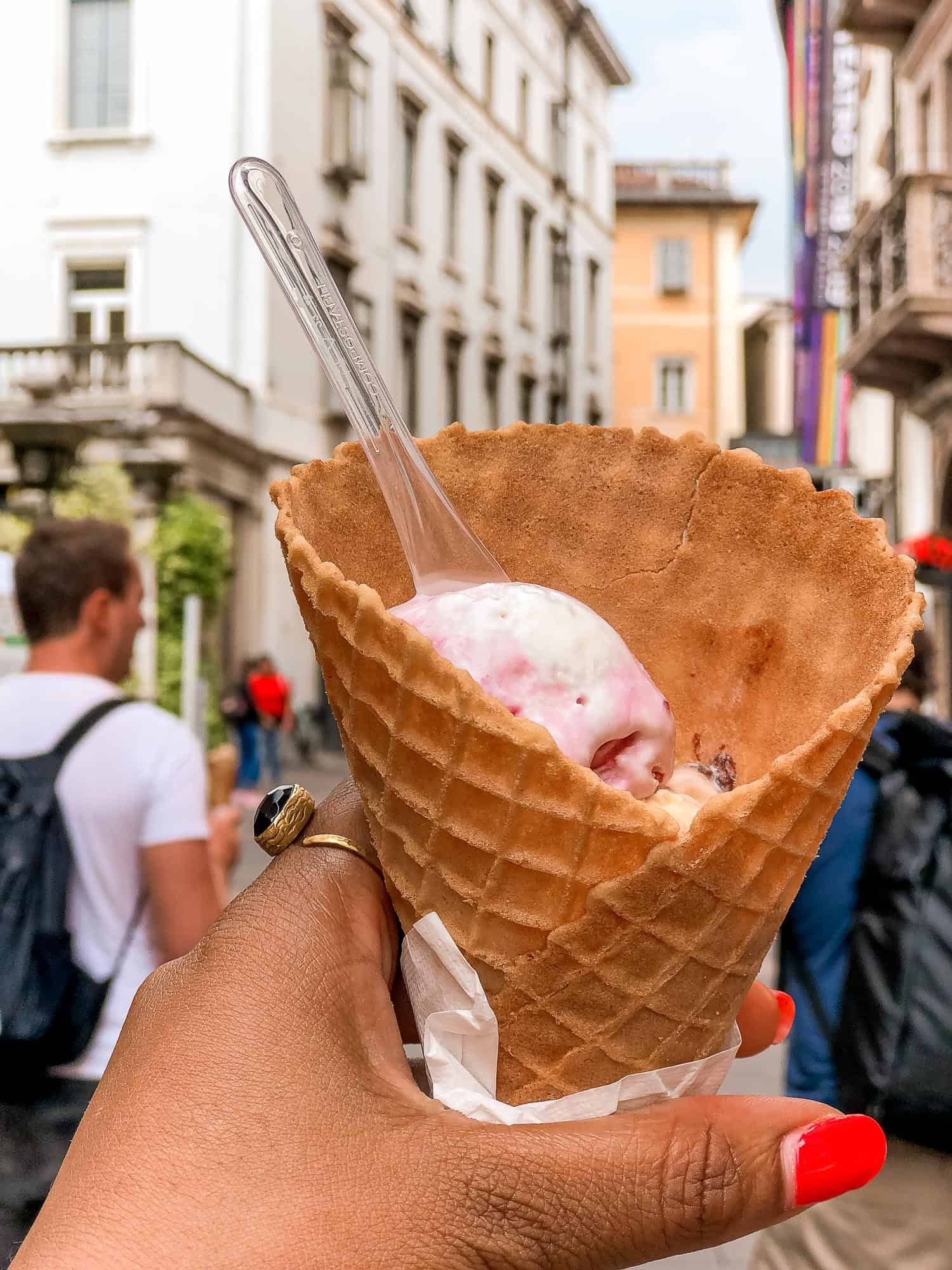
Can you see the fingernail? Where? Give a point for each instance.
(788, 1008)
(832, 1158)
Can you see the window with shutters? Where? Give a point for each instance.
(673, 266)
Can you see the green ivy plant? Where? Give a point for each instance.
(192, 551)
(102, 491)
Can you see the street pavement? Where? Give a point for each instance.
(761, 1075)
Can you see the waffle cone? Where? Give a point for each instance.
(775, 619)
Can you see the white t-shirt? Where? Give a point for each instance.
(136, 780)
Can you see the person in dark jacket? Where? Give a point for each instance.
(904, 1219)
(241, 712)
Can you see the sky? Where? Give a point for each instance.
(710, 83)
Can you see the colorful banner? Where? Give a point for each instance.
(824, 114)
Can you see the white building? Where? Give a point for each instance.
(454, 161)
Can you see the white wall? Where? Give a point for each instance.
(916, 478)
(871, 432)
(224, 78)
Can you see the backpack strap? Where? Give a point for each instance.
(63, 750)
(84, 725)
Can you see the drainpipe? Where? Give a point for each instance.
(572, 32)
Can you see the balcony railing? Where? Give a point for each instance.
(101, 383)
(899, 264)
(887, 22)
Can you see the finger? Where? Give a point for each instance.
(765, 1019)
(342, 812)
(676, 1178)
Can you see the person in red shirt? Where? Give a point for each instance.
(271, 694)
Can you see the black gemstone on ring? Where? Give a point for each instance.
(271, 808)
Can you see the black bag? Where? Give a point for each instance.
(49, 1006)
(893, 1046)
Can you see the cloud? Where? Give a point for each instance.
(711, 83)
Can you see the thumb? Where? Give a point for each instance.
(681, 1177)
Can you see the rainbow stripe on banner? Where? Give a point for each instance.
(824, 105)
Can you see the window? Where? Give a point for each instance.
(348, 86)
(562, 289)
(454, 354)
(411, 112)
(527, 220)
(494, 185)
(409, 366)
(673, 266)
(673, 385)
(592, 322)
(557, 406)
(362, 312)
(527, 398)
(489, 70)
(559, 142)
(97, 314)
(925, 119)
(100, 64)
(493, 371)
(453, 59)
(524, 117)
(455, 153)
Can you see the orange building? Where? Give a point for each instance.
(676, 299)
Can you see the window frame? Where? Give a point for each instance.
(454, 158)
(489, 70)
(493, 368)
(527, 220)
(524, 109)
(454, 375)
(67, 116)
(411, 116)
(663, 365)
(354, 162)
(593, 295)
(673, 283)
(411, 322)
(493, 195)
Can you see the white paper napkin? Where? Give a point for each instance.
(460, 1039)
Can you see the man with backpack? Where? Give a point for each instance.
(107, 868)
(866, 953)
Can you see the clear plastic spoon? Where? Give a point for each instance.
(442, 552)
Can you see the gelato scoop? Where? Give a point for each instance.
(553, 660)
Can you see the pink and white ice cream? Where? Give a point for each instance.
(552, 660)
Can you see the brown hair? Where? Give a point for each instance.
(59, 568)
(920, 678)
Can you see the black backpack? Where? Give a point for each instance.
(893, 1046)
(49, 1006)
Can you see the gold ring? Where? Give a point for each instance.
(333, 840)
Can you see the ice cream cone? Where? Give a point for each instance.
(775, 619)
(223, 772)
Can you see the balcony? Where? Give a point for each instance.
(96, 389)
(899, 264)
(882, 22)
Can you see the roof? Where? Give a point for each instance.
(668, 184)
(596, 40)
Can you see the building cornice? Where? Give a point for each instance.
(922, 41)
(596, 40)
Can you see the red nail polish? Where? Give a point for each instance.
(788, 1008)
(836, 1156)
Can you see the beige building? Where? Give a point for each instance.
(901, 257)
(454, 161)
(676, 299)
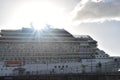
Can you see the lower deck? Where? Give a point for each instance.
(92, 76)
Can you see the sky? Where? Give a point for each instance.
(98, 18)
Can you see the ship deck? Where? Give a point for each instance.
(82, 76)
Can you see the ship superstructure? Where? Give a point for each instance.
(51, 51)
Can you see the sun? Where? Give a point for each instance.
(40, 14)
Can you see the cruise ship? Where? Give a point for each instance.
(28, 51)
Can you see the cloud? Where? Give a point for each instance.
(96, 10)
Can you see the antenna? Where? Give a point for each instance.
(31, 25)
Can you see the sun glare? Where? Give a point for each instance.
(40, 14)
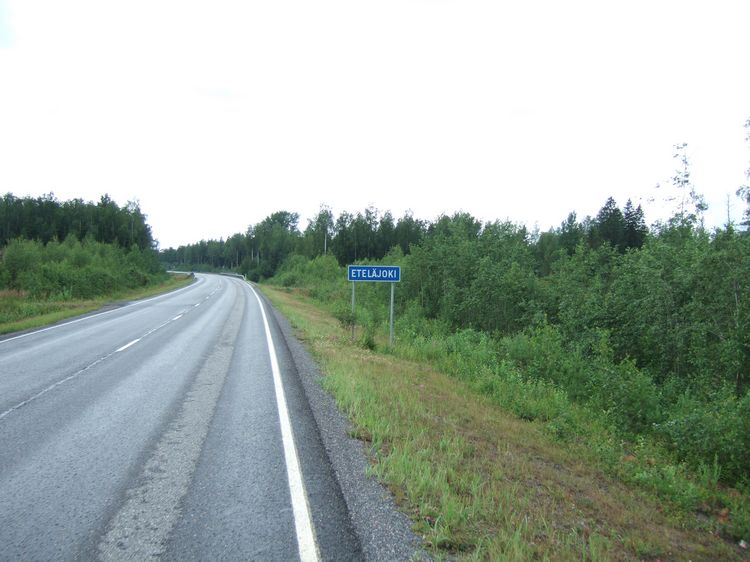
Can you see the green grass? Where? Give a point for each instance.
(19, 312)
(478, 481)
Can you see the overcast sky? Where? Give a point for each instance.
(215, 114)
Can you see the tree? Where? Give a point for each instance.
(635, 226)
(319, 232)
(608, 227)
(687, 196)
(744, 191)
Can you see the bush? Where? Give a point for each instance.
(718, 429)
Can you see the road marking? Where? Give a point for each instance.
(141, 528)
(52, 387)
(308, 550)
(127, 345)
(56, 326)
(74, 375)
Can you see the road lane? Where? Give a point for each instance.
(152, 431)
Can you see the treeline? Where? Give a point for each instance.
(653, 335)
(369, 235)
(45, 219)
(75, 269)
(52, 250)
(262, 249)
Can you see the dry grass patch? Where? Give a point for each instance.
(478, 482)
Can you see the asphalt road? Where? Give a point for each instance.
(175, 428)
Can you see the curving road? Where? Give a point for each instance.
(172, 428)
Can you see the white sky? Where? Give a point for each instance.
(215, 114)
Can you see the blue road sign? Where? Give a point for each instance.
(381, 273)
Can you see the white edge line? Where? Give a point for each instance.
(136, 303)
(308, 550)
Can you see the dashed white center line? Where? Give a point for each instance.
(127, 345)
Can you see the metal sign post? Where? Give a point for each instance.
(376, 273)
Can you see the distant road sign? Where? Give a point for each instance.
(381, 273)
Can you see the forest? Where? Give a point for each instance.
(71, 250)
(646, 328)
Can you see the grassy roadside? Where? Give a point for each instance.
(18, 312)
(480, 483)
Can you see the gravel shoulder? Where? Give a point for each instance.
(383, 531)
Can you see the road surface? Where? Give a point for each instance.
(173, 428)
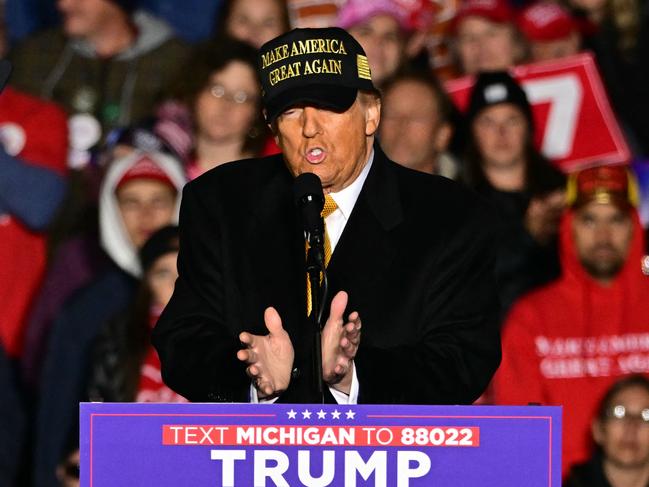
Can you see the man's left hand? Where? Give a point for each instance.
(340, 342)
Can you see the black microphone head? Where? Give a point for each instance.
(307, 189)
(309, 198)
(5, 71)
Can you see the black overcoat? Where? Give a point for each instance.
(416, 258)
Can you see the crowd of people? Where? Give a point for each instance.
(114, 105)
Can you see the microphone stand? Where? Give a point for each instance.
(314, 266)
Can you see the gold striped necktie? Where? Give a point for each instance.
(329, 207)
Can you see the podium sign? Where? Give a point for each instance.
(319, 445)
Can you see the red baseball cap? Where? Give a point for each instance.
(498, 11)
(545, 22)
(603, 184)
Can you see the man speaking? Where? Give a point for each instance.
(411, 312)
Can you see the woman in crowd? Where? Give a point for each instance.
(502, 163)
(621, 433)
(217, 110)
(125, 366)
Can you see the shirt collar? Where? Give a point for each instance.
(346, 197)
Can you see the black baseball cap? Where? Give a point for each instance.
(322, 67)
(493, 88)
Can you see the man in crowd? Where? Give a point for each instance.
(412, 257)
(485, 37)
(106, 64)
(416, 125)
(566, 343)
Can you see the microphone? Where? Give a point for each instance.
(309, 198)
(5, 71)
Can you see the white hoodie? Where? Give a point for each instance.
(114, 237)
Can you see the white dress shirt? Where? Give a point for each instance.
(335, 224)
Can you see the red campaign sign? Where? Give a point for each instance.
(575, 125)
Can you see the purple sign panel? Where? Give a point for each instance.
(319, 445)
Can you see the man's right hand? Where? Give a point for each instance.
(269, 357)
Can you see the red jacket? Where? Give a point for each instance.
(37, 131)
(567, 342)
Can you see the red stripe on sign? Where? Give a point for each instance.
(303, 435)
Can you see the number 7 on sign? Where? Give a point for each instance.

::::::::

Please copy every entry exactly, without the pictures.

## Result for this exercise
Can you see the fingernail? Where? Give a point for each instance.
(788, 1008)
(832, 1158)
Can you see the window with shutters? Where? Give a point for each instance.
(673, 266)
Can you see the green ivy plant? Where? Give a point for each instance.
(192, 551)
(102, 491)
Can you see the street pavement? Where? Give a point for each instance.
(761, 1075)
Can you see the waffle cone? Where? Give a point for each instance.
(775, 619)
Can you see the white t-shirt? Where? Give a point for each instance.
(136, 780)
Can you see the person in dark jacket? Where? Give a point for each instance.
(904, 1219)
(241, 712)
Can you see the sky? Where? Give a point for each instance.
(710, 83)
Can you see the colorful banner? Where? Give a point for each instance.
(824, 114)
Can you see the white building? Where? Give a point for each instance.
(454, 161)
Can you see the white wall? Where? Give a point for each instance.
(916, 478)
(871, 432)
(224, 78)
Can you see the backpack strap? Where? Give a point for each instance.
(63, 750)
(84, 725)
Can you see the drainpipe? Where? Give a point for each instance.
(572, 32)
Can you see the balcony railing? Where? Give a point for each instance.
(101, 383)
(899, 264)
(887, 22)
Can you see the finger? Where? Give a point for each instance.
(765, 1019)
(342, 812)
(676, 1178)
Can you see the person in red shirt? Where? Give a point for each instance.
(271, 694)
Can you see the black gemstone on ring? Where? Give a point for each instance.
(271, 808)
Can you see the black bag? Where? Give a point for each instance.
(49, 1006)
(893, 1046)
Can you see the cloud? Where? Give a point for each instance.
(711, 83)
Can you see the thumb? Where? Give a point for each instance.
(681, 1177)
Can you see the rainbow stripe on banner? Where? Give a point for each instance.
(824, 105)
Can you see the window? Where? Give a point for each instance.
(348, 86)
(562, 289)
(454, 354)
(411, 112)
(527, 220)
(494, 185)
(409, 366)
(673, 266)
(673, 385)
(592, 322)
(557, 406)
(362, 312)
(527, 398)
(489, 70)
(559, 142)
(97, 314)
(925, 119)
(100, 64)
(493, 371)
(453, 59)
(524, 117)
(455, 153)
Can you see the orange building? Where? Give a point for each instance.
(676, 299)
Can you see the window frame? Where? Give a point for each instance.
(454, 158)
(489, 70)
(493, 368)
(527, 220)
(524, 109)
(454, 375)
(67, 116)
(411, 116)
(663, 365)
(354, 162)
(593, 295)
(673, 283)
(411, 322)
(493, 195)
Can you see the white paper napkin? Where? Give a point for each instance.
(460, 1039)
Can you see the man with backpack? Where? Give a point for each instance.
(107, 868)
(866, 953)
Can you see the clear plastic spoon? Where? Give a point for each instance.
(442, 552)
Can you see the gelato scoop? Where? Give a point for each instance.
(553, 660)
Can you see the pink and white ice cream? Where? Give a point for each instance.
(552, 660)
Can you see the brown hair? Where? Give a point for each instance.
(59, 568)
(920, 678)
Can you see the black backpack? Where? Give a point for each instance.
(893, 1046)
(49, 1006)
Can you see the gold ring? Where? Give a point for each instance.
(333, 840)
Can you see the ice cream cone? Where? Give a point for each instance.
(775, 619)
(223, 772)
Can you see the balcony? Where? Give a point for each instance.
(96, 389)
(899, 264)
(882, 22)
Can you see the roof? Where? Give a point for each instance.
(668, 184)
(596, 40)
Can you see the building cornice? Where? Give a point for each instance.
(922, 41)
(596, 40)
Can you see the red nail polish? Where? Give a point for each instance.
(788, 1008)
(836, 1156)
Can you see the beige building? Where? Give a point for each instance.
(901, 257)
(454, 161)
(676, 299)
Can you see the lower deck? Where? Give a point for each instance.
(92, 76)
Can you see the sky? Where? Give a point for each instance.
(98, 18)
Can you see the ship deck? Where? Give a point for each instance.
(82, 76)
Can you see the ship superstructure? Where? Give a point for each instance.
(51, 51)
Can you see the sun? Where? Give a point for each instance.
(40, 14)
Can you see the cruise ship? Where? Give a point for each instance.
(28, 51)
Can you see the cloud? Where? Give a point for each instance.
(96, 10)
Can you see the antenna? Where? Give a point for each instance.
(31, 25)
Can you see the sun glare? Where? Give a point for each instance.
(40, 14)
Can you see the green grass? Where? Give a point for each instance.
(19, 312)
(478, 481)
Can you see the overcast sky? Where? Give a point for each instance.
(215, 114)
Can you see the tree? Where? Give a point for each instance.
(635, 226)
(319, 232)
(608, 227)
(687, 196)
(744, 191)
Can you see the bush? Where? Give a point for each instance.
(718, 429)
Can you see the road marking? Where? Give a point for each instance.
(141, 528)
(52, 387)
(308, 550)
(127, 345)
(56, 326)
(74, 375)
Can you see the road lane? Where? Give a point for each instance.
(152, 431)
Can you see the treeline? Where? Give a point for each instance.
(653, 335)
(369, 235)
(45, 219)
(75, 269)
(52, 250)
(262, 249)
Can you see the dry grass patch? Where? Give a point for each instance.
(478, 482)
Can you see the asphalt road? Where? Give a point for each instance.
(175, 428)
Can you see the curving road? Where? Give a point for each instance.
(172, 428)
Can you see the white sky? Where? Give a point for each instance.
(215, 114)
Can you see the blue road sign? Where? Give a point for each instance.
(381, 273)
Can you see the white edge line? Where? Give a point for each instance.
(136, 303)
(308, 550)
Can you see the dashed white center line? Where? Give a point for each instance.
(127, 345)
Can you see the metal sign post? Where? Give a point for each instance.
(376, 273)
Can you see the distant road sign? Where? Give a point for each instance.
(381, 273)
Can you see the forest? Where? Give a point for each instance.
(71, 250)
(646, 328)
Can you see the grassy roadside? Where? Give a point for each instance.
(18, 312)
(480, 483)
Can you see the gravel shoulder? Where? Give a point for each instance.
(383, 531)
Can you see the road surface? Where? Give a point for each instance.
(173, 428)
Can you see the man's left hand? Where? Give a point for each instance.
(340, 342)
Can you see the black microphone head? Where? Give a point for each instance.
(307, 189)
(309, 198)
(5, 71)
Can you see the black overcoat? Where? Give a point for each instance.
(416, 258)
Can you see the crowd of people? Where? Give a point for each instance.
(114, 105)
Can you see the microphone stand? Where? Give a point for each instance.
(314, 266)
Can you see the gold striped necktie? Where? Give a point for each instance.
(329, 207)
Can you see the podium sign? Where? Give a point for each instance.
(319, 445)
Can you see the red baseball cap? Where? Give a point for each instance.
(498, 11)
(545, 22)
(603, 184)
Can you see the man speaking? Where? Give a point for each instance.
(411, 312)
Can you see the woman in crowd? Where? Give a point for each instance.
(502, 163)
(621, 433)
(217, 110)
(125, 366)
Can you see the shirt collar? Where? Give a point for each instance.
(346, 197)
Can you see the black baseball cap? Where? Give a point for each instance.
(322, 67)
(493, 88)
Can you see the man in crowd? Where? Give a point for each instance.
(412, 257)
(485, 37)
(106, 64)
(416, 125)
(566, 343)
Can you see the microphone? Where? Give a point for each instance.
(309, 198)
(5, 71)
Can you see the white hoodie? Where? Give a point for each instance.
(114, 237)
Can you see the white dress shirt? Where? Give a point for each instance.
(335, 224)
Can you see the red campaign sign? Where? Give a point for each instance.
(575, 125)
Can you see the purple sign panel? Where? Give a point for each instance.
(319, 445)
Can you see the man's right hand? Where? Give a point for each instance.
(269, 357)
Can you see the red jacket? Where? Give a point for each instance.
(37, 131)
(567, 342)
Can you see the red stripe on sign? Where? Give a point for each instance.
(303, 435)
Can you see the number 7 on sign? Where? Give a point for each instance.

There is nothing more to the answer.